### What is required
Reproduce each line of the entries below without changing anything.

[Dataset rows]
▬▬▬

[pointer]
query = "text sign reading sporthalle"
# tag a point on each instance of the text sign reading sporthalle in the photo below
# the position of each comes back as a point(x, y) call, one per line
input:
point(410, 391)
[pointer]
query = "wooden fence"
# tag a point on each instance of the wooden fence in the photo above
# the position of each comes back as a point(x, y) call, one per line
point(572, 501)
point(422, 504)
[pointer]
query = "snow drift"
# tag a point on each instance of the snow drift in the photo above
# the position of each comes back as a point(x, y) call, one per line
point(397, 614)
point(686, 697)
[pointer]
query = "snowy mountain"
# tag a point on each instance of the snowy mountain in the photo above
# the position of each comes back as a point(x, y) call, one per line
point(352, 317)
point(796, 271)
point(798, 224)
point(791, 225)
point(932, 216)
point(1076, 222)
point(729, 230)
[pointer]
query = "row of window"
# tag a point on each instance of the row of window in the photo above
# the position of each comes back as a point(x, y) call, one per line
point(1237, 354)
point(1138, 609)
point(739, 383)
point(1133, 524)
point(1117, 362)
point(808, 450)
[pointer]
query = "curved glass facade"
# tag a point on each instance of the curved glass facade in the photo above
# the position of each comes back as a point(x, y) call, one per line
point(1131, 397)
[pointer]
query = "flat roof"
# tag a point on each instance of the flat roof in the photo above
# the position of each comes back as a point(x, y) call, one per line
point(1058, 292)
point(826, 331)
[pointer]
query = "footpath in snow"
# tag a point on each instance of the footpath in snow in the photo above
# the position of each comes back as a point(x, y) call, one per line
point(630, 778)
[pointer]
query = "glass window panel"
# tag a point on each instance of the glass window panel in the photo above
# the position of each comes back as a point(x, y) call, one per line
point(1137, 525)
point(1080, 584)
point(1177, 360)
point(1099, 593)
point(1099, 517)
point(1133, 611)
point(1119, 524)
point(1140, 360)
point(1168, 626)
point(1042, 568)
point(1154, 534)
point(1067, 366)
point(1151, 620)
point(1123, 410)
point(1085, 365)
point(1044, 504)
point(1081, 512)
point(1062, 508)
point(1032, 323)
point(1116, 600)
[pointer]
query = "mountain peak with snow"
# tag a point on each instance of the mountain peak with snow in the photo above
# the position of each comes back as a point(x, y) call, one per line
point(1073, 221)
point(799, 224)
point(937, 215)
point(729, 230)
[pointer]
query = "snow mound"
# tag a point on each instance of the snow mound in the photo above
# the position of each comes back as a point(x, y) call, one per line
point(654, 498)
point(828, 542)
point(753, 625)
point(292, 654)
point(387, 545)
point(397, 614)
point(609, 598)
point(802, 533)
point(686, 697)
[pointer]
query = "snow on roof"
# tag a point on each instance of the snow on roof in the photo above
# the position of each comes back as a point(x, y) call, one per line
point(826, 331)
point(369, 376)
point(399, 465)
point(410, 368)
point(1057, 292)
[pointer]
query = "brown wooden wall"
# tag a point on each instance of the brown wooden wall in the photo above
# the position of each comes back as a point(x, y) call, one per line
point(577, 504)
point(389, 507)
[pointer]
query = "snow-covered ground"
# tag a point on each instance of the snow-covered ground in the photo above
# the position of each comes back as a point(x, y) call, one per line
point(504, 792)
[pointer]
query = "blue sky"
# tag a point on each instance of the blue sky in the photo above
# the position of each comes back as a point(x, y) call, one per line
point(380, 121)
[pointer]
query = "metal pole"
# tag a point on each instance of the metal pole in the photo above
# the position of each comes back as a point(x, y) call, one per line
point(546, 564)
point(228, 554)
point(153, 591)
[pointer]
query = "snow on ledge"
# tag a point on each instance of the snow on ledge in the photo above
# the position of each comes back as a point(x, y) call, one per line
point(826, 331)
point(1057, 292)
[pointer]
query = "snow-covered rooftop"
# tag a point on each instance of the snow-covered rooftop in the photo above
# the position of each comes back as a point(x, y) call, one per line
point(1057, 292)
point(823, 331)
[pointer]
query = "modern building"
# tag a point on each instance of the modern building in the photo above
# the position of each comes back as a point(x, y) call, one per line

▬▬▬

### Reply to the exercise
[pointer]
query = "text sign reading sporthalle"
# tag a point on each instance of the text sign reading sporthalle in the photo below
# the position of each comes back as a point(x, y) call, one per line
input:
point(410, 391)
[pointer]
query = "wooden fence"
# tag a point on each instance of the wooden fence in the photo above
# the position of each comes back as a point(x, y) call, one per line
point(572, 501)
point(422, 504)
[pointer]
query = "snow drift"
# tag a point on each instance of the snow drift in the photo above
# the position of each comes back as a point(x, y) call, one per line
point(397, 614)
point(686, 697)
[pointer]
query = "snowy mountain"
# tag a point on each instance of the snowy mountain in the photo above
# the position of each comes back as a point(x, y) call, one per line
point(352, 317)
point(796, 271)
point(798, 224)
point(791, 225)
point(932, 216)
point(1076, 222)
point(729, 230)
[pointer]
query = "row of window"
# tag a point on each instance of the row of window in the photo above
# the position of each comes back as a point(x, y) call, one per line
point(1237, 354)
point(1138, 609)
point(739, 383)
point(1133, 524)
point(1117, 362)
point(808, 450)
[pointer]
query = "curved glass facade"
# tag a point on each instance of the curved glass facade in the photo above
# the position of each comes back as a point(x, y) call, one per line
point(1131, 397)
[pointer]
query = "flat roof"
# tag a point on each instance of the flat roof in the photo above
# the position of each comes back as a point(x, y) call, one per line
point(1058, 292)
point(826, 331)
[pointer]
query = "footpath in snow"
# tag a point on each instance of the footpath in snow in the photo above
# the position of each comes back as a point(x, y) call, one per line
point(630, 778)
[pointer]
query = "glass window panel"
# tag a point on each instance of the glass window panel in the photo above
# the position of each comes back as a point(x, y) call, one per line
point(1137, 525)
point(1080, 584)
point(1177, 360)
point(1099, 593)
point(1099, 517)
point(1133, 611)
point(1119, 524)
point(1140, 360)
point(1168, 626)
point(1042, 568)
point(1154, 534)
point(1067, 366)
point(1151, 620)
point(1123, 410)
point(1085, 365)
point(1044, 504)
point(1081, 512)
point(1062, 508)
point(1032, 323)
point(1116, 600)
[pointer]
query = "mountain peak with snow"
# tag a point on each instance of the mountain peak with snow in the photo above
# the position of each comes back as a point(x, y) call, one per line
point(1073, 221)
point(799, 224)
point(937, 215)
point(729, 230)
[pointer]
query = "snow mound"
# tag a point on each instance of the snow mound in the photo above
# the position of each comes back as a point(x, y) call, one per line
point(654, 498)
point(828, 542)
point(753, 625)
point(292, 654)
point(387, 545)
point(397, 614)
point(609, 598)
point(802, 533)
point(686, 697)
[pointer]
query = "snow on roof"
# tag a point on each instance of the snow on roof in the photo above
# the position of each comes back as a point(x, y) call, one per line
point(826, 331)
point(369, 376)
point(399, 465)
point(410, 368)
point(1057, 292)
[pointer]
query = "brown wooden wall"
# tag a point on each instance of the brown wooden wall in the photo above
# the position of each comes back as a point(x, y) call, one per line
point(577, 504)
point(389, 507)
[pointer]
query = "snow-covered ground"
# tag a point on each instance of the snow-covered ground in the photo above
# the position of each comes back as a point(x, y) call, one per line
point(504, 792)
[pointer]
query = "blue sky"
# tag a point on each instance of the blue sky in the photo above
# the position of each comes back as a point(x, y) call, one per line
point(380, 121)
[pointer]
query = "metal pole"
# tag a point on each instance of the metal pole in the photo above
# the position of each comes back as a point(x, y) call, one per line
point(546, 564)
point(228, 554)
point(153, 591)
[pointer]
query = "snow on ledge"
# tag a point on each instance of the snow on ledge in the photo above
# the position of each comes back as a point(x, y) call, one per line
point(826, 331)
point(1057, 292)
[pointer]
query = "snow-covered rooftop"
# tag a point on each instance of the snow-covered rooftop in the photo above
# the position of each comes back as a point(x, y) call, one per line
point(1057, 292)
point(823, 331)
[pointer]
query = "modern building"
# tag a point on each instance of the modern building in the photo above
# the position of each comes back as a point(x, y) call, one per line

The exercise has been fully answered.